— START RECORDS TO USE —
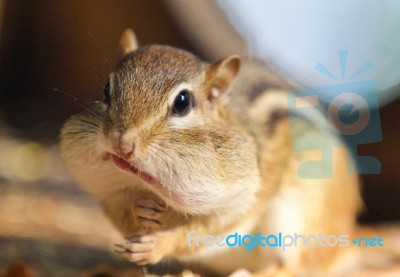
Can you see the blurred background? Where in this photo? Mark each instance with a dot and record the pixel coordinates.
(55, 57)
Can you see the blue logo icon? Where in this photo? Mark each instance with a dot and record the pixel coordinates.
(352, 110)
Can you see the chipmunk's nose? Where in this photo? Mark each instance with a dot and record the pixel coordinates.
(125, 150)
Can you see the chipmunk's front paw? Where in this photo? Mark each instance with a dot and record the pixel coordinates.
(151, 215)
(141, 250)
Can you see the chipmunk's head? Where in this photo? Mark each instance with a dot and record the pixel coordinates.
(167, 123)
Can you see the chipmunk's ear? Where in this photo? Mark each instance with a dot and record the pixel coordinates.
(222, 74)
(128, 42)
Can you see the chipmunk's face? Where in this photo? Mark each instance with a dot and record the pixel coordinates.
(165, 125)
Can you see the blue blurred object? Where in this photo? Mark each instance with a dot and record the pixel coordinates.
(294, 36)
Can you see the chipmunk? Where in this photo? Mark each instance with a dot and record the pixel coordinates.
(180, 145)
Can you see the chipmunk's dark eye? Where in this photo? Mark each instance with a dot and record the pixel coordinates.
(107, 98)
(182, 104)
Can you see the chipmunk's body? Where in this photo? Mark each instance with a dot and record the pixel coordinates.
(219, 153)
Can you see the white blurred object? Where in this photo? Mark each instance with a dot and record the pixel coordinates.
(294, 36)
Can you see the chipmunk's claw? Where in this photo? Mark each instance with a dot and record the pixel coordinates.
(139, 250)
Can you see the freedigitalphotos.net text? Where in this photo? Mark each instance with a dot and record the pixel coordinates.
(279, 240)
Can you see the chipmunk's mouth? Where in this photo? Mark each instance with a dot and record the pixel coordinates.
(127, 166)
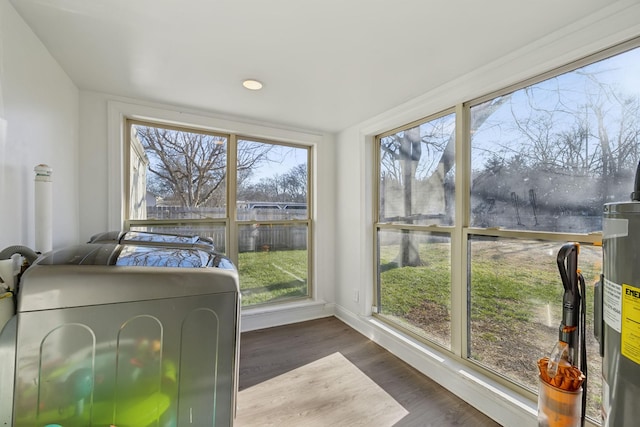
— END RECORDS TO USE —
WORK TO BE COMPLETED:
Put the rows above into a Markdown table with columns headed "Number" and "Row line". Start at the line containing "Can you see the chipmunk's claw?" and continue through the end of the rows, including both ends, skipping blank lines and leaving out the pictures.

EXERCISE SOLUTION:
| Number | Row line |
|---|---|
| 1 | Can you see the chipmunk's claw? Where in this photo? Mark each instance with a dot and record the pixel coordinates. |
| 2 | (139, 250) |
| 3 | Can you see the freedigitalphotos.net text? Where in this photo? Mark each instance with a dot and record the pixel coordinates. |
| 4 | (279, 240) |
| 5 | Can you see the chipmunk's mouth? Where in this photo? Mark each instance with a dot and record the pixel coordinates. |
| 6 | (127, 166) |